Find every line below where the string "target" shows up, and copy those lines.

[Collected data entries]

***

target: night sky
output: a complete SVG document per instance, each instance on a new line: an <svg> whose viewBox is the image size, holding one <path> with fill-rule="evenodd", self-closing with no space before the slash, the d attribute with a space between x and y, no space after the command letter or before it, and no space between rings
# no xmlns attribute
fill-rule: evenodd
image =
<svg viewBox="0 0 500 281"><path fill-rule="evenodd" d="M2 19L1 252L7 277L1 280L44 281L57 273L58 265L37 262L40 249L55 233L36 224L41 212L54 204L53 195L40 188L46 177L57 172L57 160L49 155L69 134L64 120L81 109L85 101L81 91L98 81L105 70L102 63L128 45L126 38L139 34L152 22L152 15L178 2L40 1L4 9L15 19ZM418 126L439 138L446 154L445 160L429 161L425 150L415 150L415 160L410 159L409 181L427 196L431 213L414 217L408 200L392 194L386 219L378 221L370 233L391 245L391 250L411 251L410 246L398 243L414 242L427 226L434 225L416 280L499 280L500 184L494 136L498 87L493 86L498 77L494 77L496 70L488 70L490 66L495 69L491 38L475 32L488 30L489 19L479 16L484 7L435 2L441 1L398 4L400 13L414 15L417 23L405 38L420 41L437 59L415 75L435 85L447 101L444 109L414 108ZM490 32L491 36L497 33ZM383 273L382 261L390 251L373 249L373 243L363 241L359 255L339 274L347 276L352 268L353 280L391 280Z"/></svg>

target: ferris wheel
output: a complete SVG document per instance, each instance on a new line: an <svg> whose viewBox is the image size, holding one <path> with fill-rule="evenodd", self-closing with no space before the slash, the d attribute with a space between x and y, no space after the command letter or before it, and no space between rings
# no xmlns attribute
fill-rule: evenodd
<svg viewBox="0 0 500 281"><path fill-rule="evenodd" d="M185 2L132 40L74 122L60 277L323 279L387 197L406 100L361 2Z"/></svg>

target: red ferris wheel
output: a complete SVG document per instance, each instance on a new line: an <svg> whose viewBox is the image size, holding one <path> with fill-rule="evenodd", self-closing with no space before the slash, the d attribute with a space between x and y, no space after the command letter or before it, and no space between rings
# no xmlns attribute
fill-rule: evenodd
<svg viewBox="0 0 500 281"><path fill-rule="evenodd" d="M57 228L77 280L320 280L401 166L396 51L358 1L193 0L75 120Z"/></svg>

***

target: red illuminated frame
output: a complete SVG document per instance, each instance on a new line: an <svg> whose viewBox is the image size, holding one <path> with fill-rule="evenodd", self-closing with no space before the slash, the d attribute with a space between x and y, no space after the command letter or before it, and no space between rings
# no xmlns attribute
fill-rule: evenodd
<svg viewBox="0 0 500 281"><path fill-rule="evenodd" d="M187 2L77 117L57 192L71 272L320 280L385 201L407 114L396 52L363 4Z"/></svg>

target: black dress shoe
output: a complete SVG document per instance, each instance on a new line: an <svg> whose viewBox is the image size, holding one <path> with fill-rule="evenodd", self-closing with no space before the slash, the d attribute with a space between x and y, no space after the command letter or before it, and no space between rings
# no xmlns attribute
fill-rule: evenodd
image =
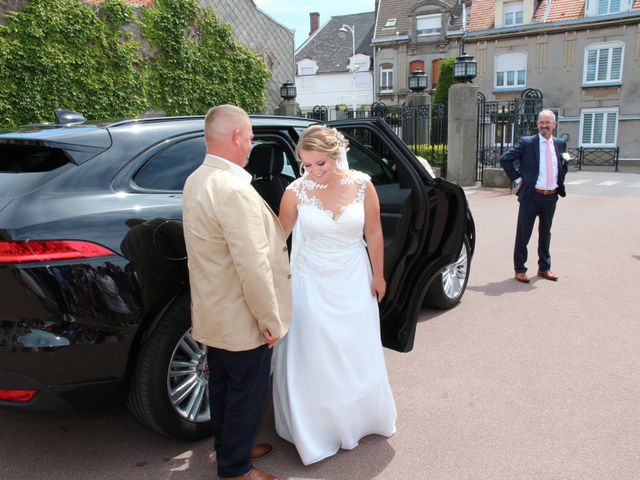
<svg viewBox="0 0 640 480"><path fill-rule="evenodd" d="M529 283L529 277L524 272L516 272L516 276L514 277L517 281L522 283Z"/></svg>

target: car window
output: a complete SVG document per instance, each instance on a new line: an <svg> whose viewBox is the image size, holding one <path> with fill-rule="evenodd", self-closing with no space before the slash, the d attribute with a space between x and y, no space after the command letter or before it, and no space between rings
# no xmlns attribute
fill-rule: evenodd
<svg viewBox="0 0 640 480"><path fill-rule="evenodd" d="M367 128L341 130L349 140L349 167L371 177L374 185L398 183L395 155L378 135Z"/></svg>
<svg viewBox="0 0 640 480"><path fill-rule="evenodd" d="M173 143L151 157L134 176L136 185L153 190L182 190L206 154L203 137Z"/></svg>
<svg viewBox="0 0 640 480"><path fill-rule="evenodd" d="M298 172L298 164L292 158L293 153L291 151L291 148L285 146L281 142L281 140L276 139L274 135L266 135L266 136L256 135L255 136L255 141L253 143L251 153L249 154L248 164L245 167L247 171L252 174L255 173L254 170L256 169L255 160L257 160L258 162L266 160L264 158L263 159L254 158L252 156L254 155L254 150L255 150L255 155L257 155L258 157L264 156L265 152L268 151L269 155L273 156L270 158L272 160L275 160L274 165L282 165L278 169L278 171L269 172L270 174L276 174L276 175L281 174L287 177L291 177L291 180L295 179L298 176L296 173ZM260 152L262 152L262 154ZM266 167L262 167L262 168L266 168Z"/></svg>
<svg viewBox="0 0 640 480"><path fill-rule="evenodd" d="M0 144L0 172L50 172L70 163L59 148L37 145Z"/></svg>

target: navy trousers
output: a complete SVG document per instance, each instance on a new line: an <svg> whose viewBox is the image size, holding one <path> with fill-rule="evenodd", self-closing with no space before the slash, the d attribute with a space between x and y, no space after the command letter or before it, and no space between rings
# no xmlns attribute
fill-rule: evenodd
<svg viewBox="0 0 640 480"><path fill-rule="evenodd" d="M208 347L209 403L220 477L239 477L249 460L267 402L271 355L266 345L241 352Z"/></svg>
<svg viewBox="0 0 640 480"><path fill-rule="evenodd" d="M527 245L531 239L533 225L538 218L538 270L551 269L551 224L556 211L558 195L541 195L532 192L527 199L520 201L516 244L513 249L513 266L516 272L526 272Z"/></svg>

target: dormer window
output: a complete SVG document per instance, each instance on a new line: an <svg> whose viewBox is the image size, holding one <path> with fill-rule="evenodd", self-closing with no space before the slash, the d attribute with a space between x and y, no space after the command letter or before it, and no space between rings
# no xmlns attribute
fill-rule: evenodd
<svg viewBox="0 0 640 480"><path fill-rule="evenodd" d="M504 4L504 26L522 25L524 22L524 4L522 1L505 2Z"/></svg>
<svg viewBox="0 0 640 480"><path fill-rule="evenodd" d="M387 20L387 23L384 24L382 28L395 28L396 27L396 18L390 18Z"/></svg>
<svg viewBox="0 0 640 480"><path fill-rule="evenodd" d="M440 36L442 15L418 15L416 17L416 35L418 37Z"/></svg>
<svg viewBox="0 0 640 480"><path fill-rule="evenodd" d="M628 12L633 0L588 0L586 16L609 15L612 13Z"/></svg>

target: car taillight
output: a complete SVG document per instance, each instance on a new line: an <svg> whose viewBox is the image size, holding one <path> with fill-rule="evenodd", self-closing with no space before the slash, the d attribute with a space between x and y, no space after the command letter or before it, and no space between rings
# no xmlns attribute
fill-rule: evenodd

***

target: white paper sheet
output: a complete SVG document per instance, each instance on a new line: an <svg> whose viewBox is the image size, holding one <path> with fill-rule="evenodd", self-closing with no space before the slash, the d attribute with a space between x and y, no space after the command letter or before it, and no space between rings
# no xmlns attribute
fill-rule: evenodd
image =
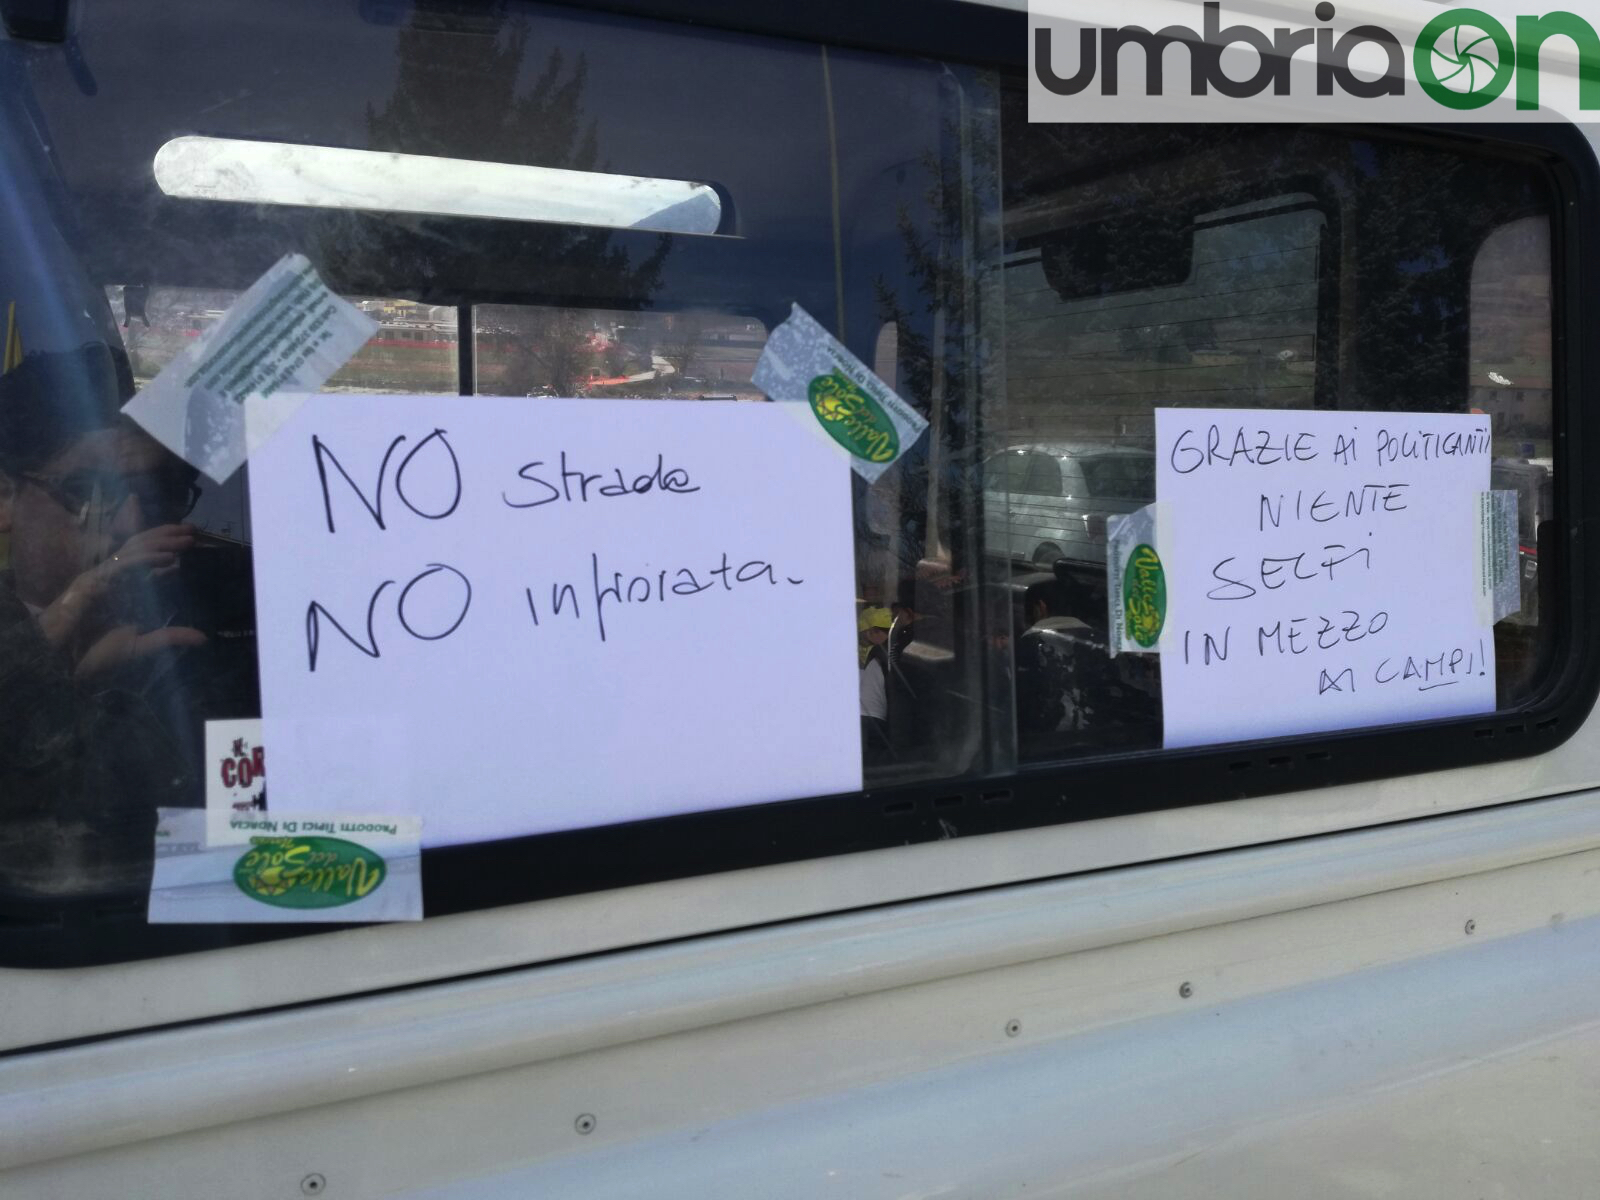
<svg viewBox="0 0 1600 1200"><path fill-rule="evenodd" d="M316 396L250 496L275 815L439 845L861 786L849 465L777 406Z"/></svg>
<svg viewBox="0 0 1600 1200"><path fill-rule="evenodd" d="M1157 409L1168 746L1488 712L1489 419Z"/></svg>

***

**ANSWER BOX:**
target: night sky
target: ferris wheel
target: red ferris wheel
target: red illuminated frame
target: black dress shoe
target: car window
target: navy trousers
target: dormer window
target: car taillight
target: white paper sheet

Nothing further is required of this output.